== EXCERPT
Option 2: Using the API Directly

1. Prepare Your Dataset

Create a ground truth dataset in JSON format:

[
  {
    "query": "What is the capital of New York?",
    "response": "Albany"
  },
  {
    "query": "What is the capital of California?", 
    "response": "Sacramento"
  }
]

2. Create an Evaluation Request

Send a request to the dataset_loader agent:

{
  "evaluation_id": "state_capitals_eval_001",
  "dataset_path": "datasets/state_capitals.json",
  "format": "query_response_pairs",
  "prompt_template": {
    "template": "You are an expert on state capitals. Answer the following question: {{query}}",
    "variables": ["query"]
  },
  "model_config": {
    "model_name": "claude-3-5-sonnet-latest",
    "max_tokens": 100,
    "temperature": 0.1
  },
  "evaluation_settings": {
    "similarity_threshold": 80,
    "judge_model": "claude-3-5-haiku-latest"
  }
}

3. Review Results

The system will generate a comprehensive evaluation report:

{
  "evaluation_id": "state_capitals_eval_001",
  "summary": {
    "total_cases": 50,
    "average_similarity_score": 87.2,
    "high_similarity_count": 42,
    "medium_similarity_count": 6,
    "low_similarity_count": 2,
    "high_similarity_rate": 0.84
  },
  "detailed_results": [...],
  "model_config": {...}
}

🔄 Data Flow

The evaluation system uses the Agentuity key-value store for agent communication:

Initial Request → dataset_loader agent
Dataset Loading → Key: eval_run_{id}_dataset
Template Processing → Key: eval_run_{id}_processed
Evaluation Execution → Key: eval_run_{id}_results
LLM Judging → Key: eval_run_{id}_comparison (Final structured results)
====
== DATA SHOWN
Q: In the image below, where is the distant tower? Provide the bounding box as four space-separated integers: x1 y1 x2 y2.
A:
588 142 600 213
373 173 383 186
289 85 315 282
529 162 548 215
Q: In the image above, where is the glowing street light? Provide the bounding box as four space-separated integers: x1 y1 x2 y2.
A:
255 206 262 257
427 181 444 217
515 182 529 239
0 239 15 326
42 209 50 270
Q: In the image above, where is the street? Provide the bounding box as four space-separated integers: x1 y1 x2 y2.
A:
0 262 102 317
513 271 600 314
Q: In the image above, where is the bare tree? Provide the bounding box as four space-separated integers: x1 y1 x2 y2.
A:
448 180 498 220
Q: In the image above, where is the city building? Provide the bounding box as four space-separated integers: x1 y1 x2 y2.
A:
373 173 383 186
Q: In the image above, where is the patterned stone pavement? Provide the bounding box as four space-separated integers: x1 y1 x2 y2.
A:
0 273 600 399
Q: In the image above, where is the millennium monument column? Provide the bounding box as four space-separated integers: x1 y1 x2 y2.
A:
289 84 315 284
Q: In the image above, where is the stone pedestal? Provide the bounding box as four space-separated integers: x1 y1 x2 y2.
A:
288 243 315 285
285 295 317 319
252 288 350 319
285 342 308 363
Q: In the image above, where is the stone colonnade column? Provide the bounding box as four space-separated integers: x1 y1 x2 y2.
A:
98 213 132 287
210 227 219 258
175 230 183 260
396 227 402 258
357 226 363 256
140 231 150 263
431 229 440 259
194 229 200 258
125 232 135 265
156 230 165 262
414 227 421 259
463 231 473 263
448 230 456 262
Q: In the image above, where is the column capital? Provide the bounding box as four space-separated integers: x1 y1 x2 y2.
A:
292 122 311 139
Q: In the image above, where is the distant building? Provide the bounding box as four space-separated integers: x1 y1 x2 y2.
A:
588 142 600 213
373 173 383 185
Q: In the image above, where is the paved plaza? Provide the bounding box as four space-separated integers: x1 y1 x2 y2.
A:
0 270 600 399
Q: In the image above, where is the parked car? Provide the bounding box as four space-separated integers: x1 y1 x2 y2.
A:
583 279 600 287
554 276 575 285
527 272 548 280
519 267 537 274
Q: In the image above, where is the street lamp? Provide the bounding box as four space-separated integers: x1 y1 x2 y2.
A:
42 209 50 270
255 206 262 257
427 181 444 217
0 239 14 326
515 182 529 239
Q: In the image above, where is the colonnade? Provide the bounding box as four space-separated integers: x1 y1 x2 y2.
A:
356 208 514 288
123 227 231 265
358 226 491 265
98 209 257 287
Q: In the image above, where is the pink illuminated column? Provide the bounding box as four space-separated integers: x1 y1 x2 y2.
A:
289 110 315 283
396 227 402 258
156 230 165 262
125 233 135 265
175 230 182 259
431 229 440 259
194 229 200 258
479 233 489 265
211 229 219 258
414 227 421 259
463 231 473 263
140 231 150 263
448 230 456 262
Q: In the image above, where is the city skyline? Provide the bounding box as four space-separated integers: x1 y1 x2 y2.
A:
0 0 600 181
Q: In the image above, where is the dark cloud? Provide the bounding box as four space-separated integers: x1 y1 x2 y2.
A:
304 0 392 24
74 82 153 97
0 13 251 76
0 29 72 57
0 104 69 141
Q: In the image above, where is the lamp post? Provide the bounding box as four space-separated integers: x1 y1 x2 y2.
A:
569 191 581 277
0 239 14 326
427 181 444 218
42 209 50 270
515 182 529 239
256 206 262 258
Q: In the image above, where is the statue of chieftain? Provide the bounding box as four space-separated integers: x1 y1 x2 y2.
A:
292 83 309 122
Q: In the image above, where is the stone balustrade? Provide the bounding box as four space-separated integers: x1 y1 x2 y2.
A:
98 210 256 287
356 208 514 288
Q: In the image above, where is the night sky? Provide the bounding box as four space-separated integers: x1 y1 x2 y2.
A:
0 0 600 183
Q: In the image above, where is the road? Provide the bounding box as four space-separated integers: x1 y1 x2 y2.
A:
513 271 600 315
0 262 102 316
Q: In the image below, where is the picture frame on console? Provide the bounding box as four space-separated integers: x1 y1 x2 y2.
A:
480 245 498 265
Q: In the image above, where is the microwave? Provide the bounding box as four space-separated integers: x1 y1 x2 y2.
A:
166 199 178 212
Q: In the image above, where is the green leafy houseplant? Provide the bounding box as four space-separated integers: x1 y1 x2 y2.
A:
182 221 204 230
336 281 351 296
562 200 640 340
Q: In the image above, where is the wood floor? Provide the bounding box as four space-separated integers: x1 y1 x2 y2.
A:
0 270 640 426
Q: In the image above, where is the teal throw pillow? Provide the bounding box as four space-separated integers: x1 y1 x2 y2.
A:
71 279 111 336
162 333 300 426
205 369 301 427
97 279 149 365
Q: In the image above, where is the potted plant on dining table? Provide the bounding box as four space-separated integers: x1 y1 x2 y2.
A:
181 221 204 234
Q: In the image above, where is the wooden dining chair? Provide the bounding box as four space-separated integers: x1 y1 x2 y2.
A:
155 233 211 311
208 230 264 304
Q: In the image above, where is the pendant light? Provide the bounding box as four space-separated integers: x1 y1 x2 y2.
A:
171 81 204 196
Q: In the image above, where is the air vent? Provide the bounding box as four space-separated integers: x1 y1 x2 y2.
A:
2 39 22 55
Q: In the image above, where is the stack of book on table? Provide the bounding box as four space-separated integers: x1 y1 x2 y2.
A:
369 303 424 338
====
== DATA SHOWN
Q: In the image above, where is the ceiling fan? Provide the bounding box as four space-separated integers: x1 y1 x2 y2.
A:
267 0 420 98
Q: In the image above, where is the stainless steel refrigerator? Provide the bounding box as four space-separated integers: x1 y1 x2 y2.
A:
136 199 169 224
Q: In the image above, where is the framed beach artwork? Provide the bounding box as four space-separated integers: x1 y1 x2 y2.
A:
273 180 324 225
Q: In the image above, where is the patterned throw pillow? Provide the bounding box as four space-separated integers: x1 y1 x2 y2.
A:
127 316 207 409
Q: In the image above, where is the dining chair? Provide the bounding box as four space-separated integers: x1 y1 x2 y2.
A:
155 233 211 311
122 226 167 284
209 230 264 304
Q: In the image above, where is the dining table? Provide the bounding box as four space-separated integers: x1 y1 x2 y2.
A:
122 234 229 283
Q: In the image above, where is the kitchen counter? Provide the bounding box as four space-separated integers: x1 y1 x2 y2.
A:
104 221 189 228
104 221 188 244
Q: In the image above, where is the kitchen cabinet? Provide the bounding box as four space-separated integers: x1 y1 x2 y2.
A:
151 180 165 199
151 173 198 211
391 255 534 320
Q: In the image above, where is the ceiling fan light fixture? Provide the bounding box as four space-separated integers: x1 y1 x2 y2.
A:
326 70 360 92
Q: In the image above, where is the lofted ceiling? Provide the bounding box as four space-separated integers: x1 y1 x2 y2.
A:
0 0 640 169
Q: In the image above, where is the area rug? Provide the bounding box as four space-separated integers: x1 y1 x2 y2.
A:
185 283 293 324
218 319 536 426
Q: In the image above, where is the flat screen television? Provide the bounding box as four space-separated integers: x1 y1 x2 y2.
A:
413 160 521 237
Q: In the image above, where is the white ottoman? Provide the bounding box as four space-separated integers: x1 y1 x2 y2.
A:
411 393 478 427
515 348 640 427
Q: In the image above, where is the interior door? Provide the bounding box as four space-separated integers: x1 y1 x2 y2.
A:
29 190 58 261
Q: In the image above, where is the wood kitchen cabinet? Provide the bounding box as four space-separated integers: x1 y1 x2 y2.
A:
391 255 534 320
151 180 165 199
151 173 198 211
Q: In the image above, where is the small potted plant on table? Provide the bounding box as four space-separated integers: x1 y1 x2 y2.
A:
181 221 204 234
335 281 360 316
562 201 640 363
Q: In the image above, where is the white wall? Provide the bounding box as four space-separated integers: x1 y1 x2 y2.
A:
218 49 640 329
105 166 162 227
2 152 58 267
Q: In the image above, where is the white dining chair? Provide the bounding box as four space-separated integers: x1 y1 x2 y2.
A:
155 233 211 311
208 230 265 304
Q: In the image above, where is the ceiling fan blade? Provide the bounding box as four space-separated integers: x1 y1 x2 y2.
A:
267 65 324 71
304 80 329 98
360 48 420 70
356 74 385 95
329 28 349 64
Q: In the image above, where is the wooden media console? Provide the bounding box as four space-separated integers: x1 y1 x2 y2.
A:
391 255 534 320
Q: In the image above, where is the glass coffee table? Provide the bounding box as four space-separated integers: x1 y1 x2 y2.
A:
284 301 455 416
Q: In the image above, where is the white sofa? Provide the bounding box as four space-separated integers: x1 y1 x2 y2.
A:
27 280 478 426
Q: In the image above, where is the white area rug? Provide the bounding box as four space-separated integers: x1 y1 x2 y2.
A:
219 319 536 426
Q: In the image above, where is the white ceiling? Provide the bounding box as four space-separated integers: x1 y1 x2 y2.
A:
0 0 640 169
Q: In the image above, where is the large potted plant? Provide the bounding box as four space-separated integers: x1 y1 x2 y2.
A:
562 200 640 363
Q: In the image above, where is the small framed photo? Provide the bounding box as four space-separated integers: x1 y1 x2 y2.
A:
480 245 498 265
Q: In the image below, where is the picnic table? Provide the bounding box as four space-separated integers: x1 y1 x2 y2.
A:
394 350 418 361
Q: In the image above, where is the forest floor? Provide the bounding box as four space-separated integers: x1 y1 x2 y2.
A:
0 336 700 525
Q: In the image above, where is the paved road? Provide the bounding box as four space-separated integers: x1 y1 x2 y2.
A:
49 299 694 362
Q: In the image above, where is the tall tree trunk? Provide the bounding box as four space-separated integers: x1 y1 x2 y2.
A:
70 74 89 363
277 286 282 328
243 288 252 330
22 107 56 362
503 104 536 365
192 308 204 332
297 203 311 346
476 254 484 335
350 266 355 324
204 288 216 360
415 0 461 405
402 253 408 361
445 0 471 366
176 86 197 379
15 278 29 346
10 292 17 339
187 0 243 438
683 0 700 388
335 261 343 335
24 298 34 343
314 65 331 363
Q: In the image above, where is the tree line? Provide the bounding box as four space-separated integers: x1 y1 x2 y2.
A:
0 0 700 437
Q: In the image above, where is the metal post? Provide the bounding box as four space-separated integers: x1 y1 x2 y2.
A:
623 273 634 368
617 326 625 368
====
== DATA SHOWN
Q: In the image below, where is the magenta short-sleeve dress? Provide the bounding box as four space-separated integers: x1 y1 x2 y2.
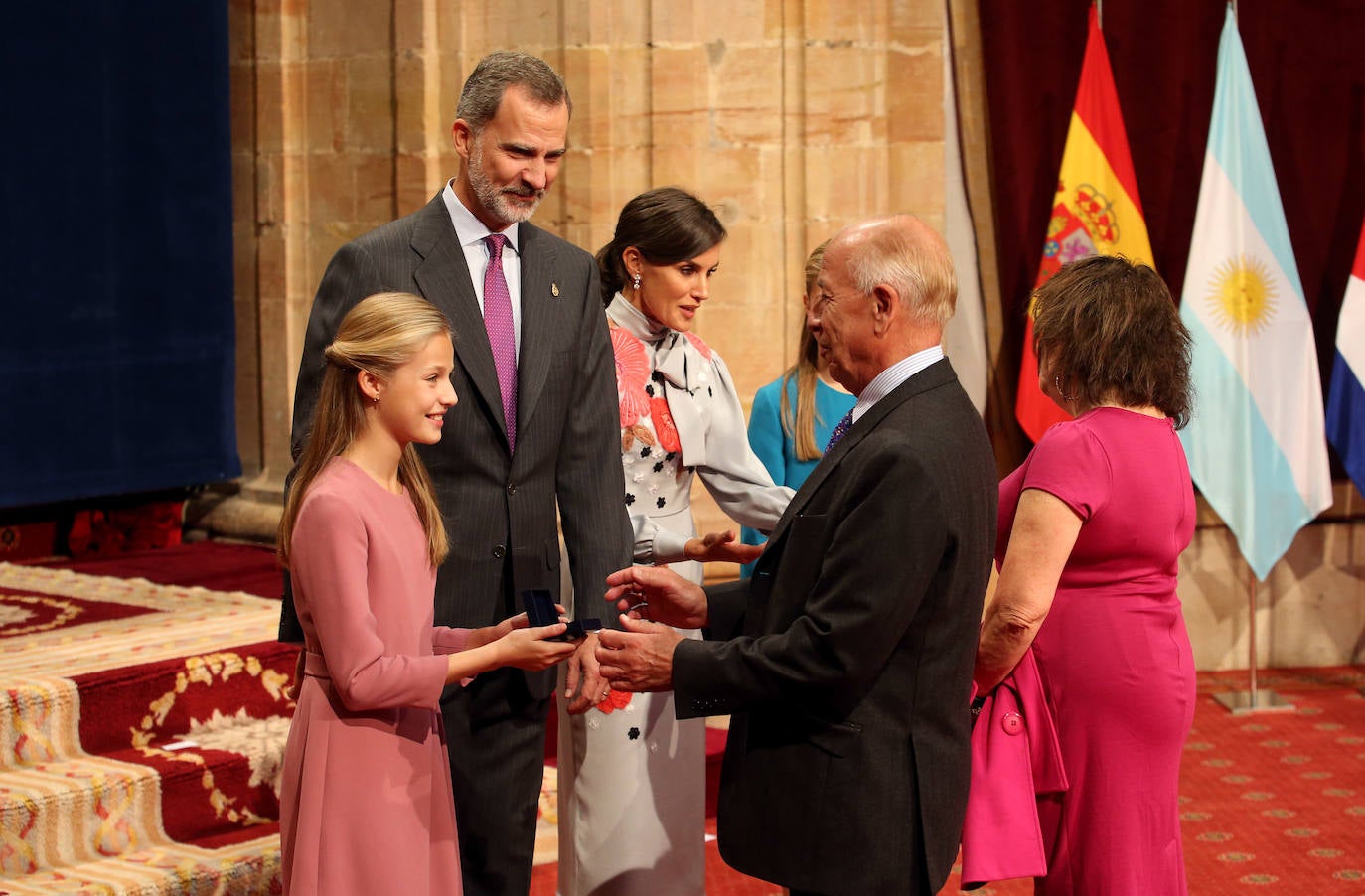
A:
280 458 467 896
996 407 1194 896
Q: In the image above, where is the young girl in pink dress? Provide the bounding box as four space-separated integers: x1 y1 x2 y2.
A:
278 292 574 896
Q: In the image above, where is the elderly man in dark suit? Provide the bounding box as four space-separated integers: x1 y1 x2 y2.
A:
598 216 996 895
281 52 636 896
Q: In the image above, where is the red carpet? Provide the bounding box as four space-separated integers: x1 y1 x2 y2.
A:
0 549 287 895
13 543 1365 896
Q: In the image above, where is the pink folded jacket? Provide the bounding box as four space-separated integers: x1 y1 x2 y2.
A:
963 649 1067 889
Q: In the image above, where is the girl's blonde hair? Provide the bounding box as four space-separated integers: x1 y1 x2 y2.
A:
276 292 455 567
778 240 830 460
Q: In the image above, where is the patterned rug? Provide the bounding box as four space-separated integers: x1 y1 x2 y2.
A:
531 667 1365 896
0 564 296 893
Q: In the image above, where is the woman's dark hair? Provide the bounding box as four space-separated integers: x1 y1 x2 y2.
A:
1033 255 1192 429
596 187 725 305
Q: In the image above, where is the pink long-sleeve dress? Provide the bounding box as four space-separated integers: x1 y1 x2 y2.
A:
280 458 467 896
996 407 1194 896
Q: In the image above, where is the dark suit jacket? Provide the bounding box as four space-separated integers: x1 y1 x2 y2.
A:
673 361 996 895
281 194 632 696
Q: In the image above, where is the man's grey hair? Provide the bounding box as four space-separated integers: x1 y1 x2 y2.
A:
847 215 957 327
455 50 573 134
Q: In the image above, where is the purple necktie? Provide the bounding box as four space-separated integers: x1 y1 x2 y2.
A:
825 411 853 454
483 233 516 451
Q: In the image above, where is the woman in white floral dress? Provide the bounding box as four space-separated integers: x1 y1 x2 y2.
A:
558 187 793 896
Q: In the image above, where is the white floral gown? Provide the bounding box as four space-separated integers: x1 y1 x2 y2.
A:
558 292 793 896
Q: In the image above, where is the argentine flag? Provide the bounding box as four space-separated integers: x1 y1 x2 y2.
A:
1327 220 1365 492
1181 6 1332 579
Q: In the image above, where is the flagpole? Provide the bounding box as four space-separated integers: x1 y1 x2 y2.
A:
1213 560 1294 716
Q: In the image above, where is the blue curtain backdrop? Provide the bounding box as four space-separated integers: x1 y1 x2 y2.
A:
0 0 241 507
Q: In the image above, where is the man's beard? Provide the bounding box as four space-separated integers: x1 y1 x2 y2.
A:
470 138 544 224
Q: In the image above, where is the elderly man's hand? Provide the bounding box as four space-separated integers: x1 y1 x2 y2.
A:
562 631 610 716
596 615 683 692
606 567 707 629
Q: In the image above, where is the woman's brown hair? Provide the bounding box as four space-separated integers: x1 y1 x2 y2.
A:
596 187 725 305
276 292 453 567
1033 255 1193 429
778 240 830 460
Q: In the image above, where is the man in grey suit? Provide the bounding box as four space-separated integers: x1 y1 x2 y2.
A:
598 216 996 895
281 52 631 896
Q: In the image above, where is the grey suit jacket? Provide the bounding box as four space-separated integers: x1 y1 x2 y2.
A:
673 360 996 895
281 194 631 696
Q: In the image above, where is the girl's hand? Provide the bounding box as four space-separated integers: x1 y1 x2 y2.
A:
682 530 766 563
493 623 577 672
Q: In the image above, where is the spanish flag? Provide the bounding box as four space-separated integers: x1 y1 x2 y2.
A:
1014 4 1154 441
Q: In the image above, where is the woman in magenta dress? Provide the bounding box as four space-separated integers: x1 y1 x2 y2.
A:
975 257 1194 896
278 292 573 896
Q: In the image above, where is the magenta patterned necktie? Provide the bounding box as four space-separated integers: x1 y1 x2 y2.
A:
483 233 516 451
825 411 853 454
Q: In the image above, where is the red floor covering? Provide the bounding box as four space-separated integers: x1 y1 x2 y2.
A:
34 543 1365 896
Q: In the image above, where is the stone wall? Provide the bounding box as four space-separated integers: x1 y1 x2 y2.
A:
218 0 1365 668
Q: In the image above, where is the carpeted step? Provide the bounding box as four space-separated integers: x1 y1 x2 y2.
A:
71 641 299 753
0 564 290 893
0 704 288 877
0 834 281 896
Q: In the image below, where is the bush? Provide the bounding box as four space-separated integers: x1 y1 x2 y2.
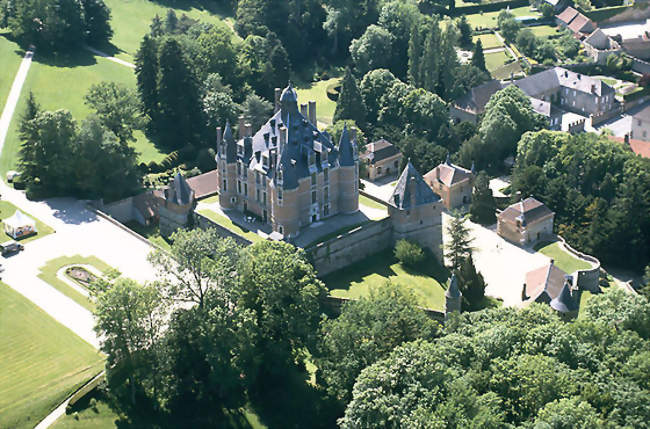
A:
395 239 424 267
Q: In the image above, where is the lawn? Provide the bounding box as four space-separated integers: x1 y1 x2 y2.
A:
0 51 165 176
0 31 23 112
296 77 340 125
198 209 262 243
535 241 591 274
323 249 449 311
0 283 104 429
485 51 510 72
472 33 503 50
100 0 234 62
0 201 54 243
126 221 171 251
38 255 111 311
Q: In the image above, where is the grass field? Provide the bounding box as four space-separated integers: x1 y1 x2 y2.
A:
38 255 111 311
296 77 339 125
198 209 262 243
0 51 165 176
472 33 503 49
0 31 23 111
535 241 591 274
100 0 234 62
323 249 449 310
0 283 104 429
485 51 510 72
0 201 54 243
====
_PROBLEM SET:_
**1.** In the evaluation excerpt, condense the paragraph beginning "The evaluation system uses the Agentuity key-value store" into a bulleted list that keeps each step and its key.
**2.** Reproduce the stretch of the evaluation excerpt that starts with "Initial Request →" and ends with "(Final structured results)", swapping "Template Processing" for "Prompt Processing".

_RESULTS FOR THE EXERCISE:_
**1.**
Agents communicate through the Agentuity key-value store:
- Initial request: sent to the dataset_loader agent
- Dataset loading: eval_run_{id}_dataset
- Template processing: eval_run_{id}_processed
- Evaluation execution: eval_run_{id}_results
- LLM judging: eval_run_{id}_comparison (final structured results)

**2.**
Initial Request → dataset_loader agent
Dataset Loading → Key: eval_run_{id}_dataset
Prompt Processing → Key: eval_run_{id}_processed
Evaluation Execution → Key: eval_run_{id}_results
LLM Judging → Key: eval_run_{id}_comparison (Final structured results)